Work order 1: Reproduce the passage of the collateral and reserves page starting at "Tokens have a" and ending at "would be $800.".
Work order 2: For each statement below, decide whether the collateral and reserves page supports it, answering yes or no and quoting the words of the page that settle it: (a) A token's collateral factor can range from 0% to 90%. (b) An asset with a 0% collateral factor cannot be borrowed. (c) Large or liquid assets tend to have low collateral factors.
Work order 3: According to the collateral and reserves page, what is the reserve factor?

Excerpt to read START

> For the complete documentation index, see [llms.txt](https://ezfi.gitbook.io/arcogitbook/llms.txt). Markdown versions of documentation pages are available by appending `.md` to page URLs; this page is available as [Markdown](https://ezfi.gitbook.io/arcogitbook/models/collateral-and-reserves.md).

# Collateral and Reserves

ARCO implements the collateral and reserve mechanics implemented by the Compound Protocol.

#### Reserve factor

Reserves are an accounting entry in each token contract that represents a portion of historical interest (set aside as cash) which can be withdrawn or transferred through the protocol's governance (once this is enabled). A small portion of borrower interest accrues into the protocol, determined by the reserve factor.\
\
The reserve factor is the percentage of interest paid to the ARCO protocol. If the reserve factor is 10, then that would imply a 10% rate of interest paid on the borrowed asset allocated to ARCO.&#x20;

#### Collateral factor

Tokens have a collateral factor that can range from between 0-90%, and represents the proportionate increase in liquidity (borrow limit) that an account receives by minting the scToken.

Large or liquid assets tend to have high collateral factors; whereas smaller or more illiquid assets will tend to have lower collateral factors. If an asset has a 0% collateral factor, it cannot be used as collateral (or seized in a forced liquidation event). However, the asset can still be borrowed.

In summary, the Collateral Factor is the maximum you can borrow against a particular asset.

**Example**: if the collateral factor for $APT is 80%, the maximum amount of USDT you would be able to borrow in other assets (assuming a deposit of $APT 1000) would be $800.

Excerpt to read END
Records provided START

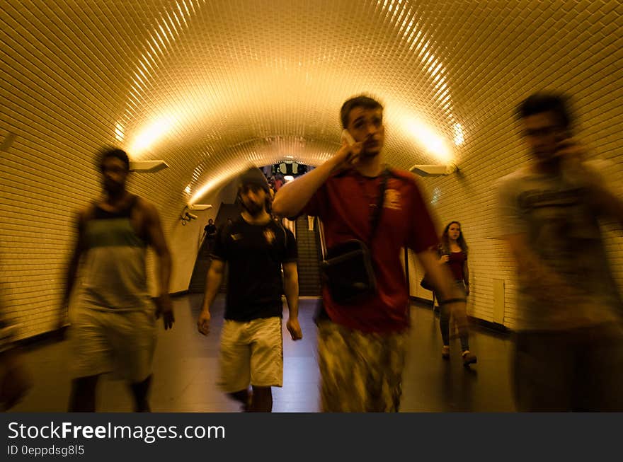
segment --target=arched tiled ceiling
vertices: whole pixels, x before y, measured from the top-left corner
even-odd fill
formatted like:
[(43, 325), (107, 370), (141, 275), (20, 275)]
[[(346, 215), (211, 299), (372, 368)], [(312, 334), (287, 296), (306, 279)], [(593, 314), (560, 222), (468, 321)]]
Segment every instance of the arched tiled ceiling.
[(166, 160), (190, 200), (249, 162), (321, 162), (360, 93), (387, 107), (393, 164), (453, 155), (459, 108), (434, 2), (147, 3), (82, 13), (115, 18), (103, 32), (132, 67), (117, 69), (127, 84), (111, 129), (135, 158)]

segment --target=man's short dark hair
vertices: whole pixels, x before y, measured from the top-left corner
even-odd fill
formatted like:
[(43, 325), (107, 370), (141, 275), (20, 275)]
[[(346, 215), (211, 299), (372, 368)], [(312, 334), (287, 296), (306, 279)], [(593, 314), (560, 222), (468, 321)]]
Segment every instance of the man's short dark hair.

Records provided END

Answer area 1:
Tokens have a collateral factor that can range from between 0-90%, and represents the proportionate increase in liquidity (borrow limit) that an account receives by minting the scToken.

Large or liquid assets tend to have high collateral factors; whereas smaller or more illiquid assets will tend to have lower collateral factors. If an asset has a 0% collateral factor, it cannot be used as collateral (or seized in a forced liquidation event). However, the asset can still be borrowed.

In summary, the Collateral Factor is the maximum you can borrow against a particular asset.

**Example**: if the collateral factor for $APT is 80%, the maximum amount of USDT you would be able to borrow in other assets (assuming a deposit of $APT 1000) would be $800.

Answer area 2:
(a) Yes: "Tokens have a collateral factor that can range from between 0-90%"
(b) No: "However, the asset can still be borrowed."
(c) No: "Large or liquid assets tend to have high collateral factors"

Answer area 3: The reserve factor is the percentage of interest paid to the ARCO protocol.